France has said it will cut the use of farm chemicals, including pesticides, herbicides and fungicides by 25 per cent by 2020, and by 50 per cent by 2025 as fears grow for their effects on man and the environment.

Farming Minister Stéphane Le Foll launched the ambitious plan as it was revealed that many of the ‘apple a day’ that people eat can be subjected to 15 insecticide and 28 fungicide treatments before they ever reach a fruit bowl.

Previous studies have also found that modern-day apples have just 1% of the vitamins A and C of the apples from 50 years ago and a tiny fraction of other essential proteins, minerals and other nutrients due to overuse of chemicals.

With farm chemicals blamed for the slump in the bee population Mr Le Foll told Liberation that farms which had been pioneering new methods such as biocontrol had seen their pesticide use fall 13 per cent since 2013 when the rest of the agriculture industry saw chemical use rise 9 per cent.

He said there were 2,000 of these so-called “Dephy” test farms and he wanted to increase this to 3,000 with each having 10 other farms round about that could also switch to lower chemical use. Cutting chemicals would mean smaller yield but also lower costs.

Agro-chemical giants such as Bayer, Monsanto, Syngenta and others will also face financial penalties if they do not meet the target of cutting the number of chemical doses by 20 per cent in five years. They are being told to do less selling of products and more teaching of proper usage and dosage.

The ambitious Ecophyto 2 plan is also aimed to protect farmers’ health after an Inserm research centre report linked pesticides with debilitating illnesses such as Parkinson’s and cancer.

Ecophyto 2 follows the failed Sarkozy Ecophyto plan launched under the Grenelle environmental agreement in 2008 which aimed to cut pesticide use by 50 per cent by 2018 “if possible”.

France is Europe’s biggest user of expensive farm chemicals and the world No3 – using up to 100,000 tonnes a year with the exact figure unknown.

### The problem
In the article on France's plan to cut farm chemicals, reproduce word for word the stretch from "He said there" through "usage and dosage.".

### Collected data

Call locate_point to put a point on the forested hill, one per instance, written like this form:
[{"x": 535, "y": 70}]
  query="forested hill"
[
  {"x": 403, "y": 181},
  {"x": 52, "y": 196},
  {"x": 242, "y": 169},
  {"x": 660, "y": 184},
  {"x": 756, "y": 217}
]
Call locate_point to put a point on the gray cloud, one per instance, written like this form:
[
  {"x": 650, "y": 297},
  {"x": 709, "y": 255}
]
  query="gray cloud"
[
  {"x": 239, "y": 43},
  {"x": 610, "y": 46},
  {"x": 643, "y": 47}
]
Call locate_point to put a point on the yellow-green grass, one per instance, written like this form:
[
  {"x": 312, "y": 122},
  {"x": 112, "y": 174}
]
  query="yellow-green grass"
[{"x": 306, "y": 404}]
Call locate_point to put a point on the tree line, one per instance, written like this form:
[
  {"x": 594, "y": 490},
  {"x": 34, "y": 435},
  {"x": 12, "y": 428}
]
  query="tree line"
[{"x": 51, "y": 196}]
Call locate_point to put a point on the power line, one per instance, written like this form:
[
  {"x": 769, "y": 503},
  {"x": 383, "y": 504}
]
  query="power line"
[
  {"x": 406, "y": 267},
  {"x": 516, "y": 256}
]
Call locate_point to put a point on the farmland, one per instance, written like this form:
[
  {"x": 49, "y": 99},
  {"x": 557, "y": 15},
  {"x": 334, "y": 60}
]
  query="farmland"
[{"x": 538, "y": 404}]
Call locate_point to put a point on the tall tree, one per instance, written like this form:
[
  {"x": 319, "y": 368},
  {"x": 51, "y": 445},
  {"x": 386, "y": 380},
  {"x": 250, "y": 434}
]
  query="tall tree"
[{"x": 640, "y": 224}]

### Solved exercise
He said there were 2,000 of these so-called “Dephy” test farms and he wanted to increase this to 3,000 with each having 10 other farms round about that could also switch to lower chemical use. Cutting chemicals would mean smaller yield but also lower costs.

Agro-chemical giants such as Bayer, Monsanto, Syngenta and others will also face financial penalties if they do not meet the target of cutting the number of chemical doses by 20 per cent in five years. They are being told to do less selling of products and more teaching of proper usage and dosage.